**Directive**
Count the lines in the material below that contain the string "tomato". Matching is case-sensitive. Reply with the number alone.

# Start of Material for this task

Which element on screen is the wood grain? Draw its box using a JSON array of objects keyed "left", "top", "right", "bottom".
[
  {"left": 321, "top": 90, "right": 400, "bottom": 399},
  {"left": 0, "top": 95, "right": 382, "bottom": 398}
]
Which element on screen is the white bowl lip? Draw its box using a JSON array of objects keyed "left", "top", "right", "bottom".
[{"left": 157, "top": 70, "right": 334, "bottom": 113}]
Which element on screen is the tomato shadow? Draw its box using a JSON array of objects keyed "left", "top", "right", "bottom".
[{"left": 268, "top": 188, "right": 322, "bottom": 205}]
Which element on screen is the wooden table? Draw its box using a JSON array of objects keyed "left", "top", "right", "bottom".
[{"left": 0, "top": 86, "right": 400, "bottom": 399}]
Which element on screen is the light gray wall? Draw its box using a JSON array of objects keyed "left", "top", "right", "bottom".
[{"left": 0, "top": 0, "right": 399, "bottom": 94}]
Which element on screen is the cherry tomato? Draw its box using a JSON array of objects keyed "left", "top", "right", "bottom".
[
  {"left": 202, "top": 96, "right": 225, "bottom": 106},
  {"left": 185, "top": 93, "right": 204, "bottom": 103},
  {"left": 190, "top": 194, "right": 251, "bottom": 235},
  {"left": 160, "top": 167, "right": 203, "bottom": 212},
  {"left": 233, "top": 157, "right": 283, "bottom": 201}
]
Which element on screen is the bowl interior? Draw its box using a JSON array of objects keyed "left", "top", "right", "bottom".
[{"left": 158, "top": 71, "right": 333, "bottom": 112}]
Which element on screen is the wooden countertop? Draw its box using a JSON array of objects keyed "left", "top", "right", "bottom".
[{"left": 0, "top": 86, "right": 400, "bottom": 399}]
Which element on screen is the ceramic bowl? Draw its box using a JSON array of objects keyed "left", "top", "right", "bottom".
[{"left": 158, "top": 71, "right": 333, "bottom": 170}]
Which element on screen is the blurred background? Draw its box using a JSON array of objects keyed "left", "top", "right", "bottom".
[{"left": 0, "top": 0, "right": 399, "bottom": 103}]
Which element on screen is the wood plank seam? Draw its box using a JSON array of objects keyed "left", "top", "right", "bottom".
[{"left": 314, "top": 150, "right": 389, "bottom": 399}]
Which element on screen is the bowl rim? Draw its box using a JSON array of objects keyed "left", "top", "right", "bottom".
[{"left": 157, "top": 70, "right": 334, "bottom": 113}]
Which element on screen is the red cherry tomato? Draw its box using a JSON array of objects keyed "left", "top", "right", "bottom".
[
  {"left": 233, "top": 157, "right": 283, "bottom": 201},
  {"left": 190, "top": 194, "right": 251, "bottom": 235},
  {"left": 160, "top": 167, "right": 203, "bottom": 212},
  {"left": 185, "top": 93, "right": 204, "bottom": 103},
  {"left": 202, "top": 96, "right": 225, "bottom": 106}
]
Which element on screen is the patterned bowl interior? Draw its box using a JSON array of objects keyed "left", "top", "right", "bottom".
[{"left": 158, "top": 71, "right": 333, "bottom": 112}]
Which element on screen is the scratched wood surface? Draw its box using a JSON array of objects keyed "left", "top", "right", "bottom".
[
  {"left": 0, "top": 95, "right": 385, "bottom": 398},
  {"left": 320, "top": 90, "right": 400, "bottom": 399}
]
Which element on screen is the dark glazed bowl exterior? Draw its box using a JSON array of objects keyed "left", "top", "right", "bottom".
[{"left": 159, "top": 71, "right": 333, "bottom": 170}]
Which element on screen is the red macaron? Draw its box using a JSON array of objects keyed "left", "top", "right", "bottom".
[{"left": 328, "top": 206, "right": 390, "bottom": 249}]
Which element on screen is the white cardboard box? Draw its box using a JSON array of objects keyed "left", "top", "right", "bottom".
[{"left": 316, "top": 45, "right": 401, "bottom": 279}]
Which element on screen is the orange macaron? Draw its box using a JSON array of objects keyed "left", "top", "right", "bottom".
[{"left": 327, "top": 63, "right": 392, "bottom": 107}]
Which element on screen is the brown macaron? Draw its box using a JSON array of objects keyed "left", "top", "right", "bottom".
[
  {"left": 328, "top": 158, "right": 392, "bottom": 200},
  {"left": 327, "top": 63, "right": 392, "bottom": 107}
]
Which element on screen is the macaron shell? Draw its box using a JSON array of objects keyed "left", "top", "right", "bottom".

# End of Material for this task

**Output for this exercise**
3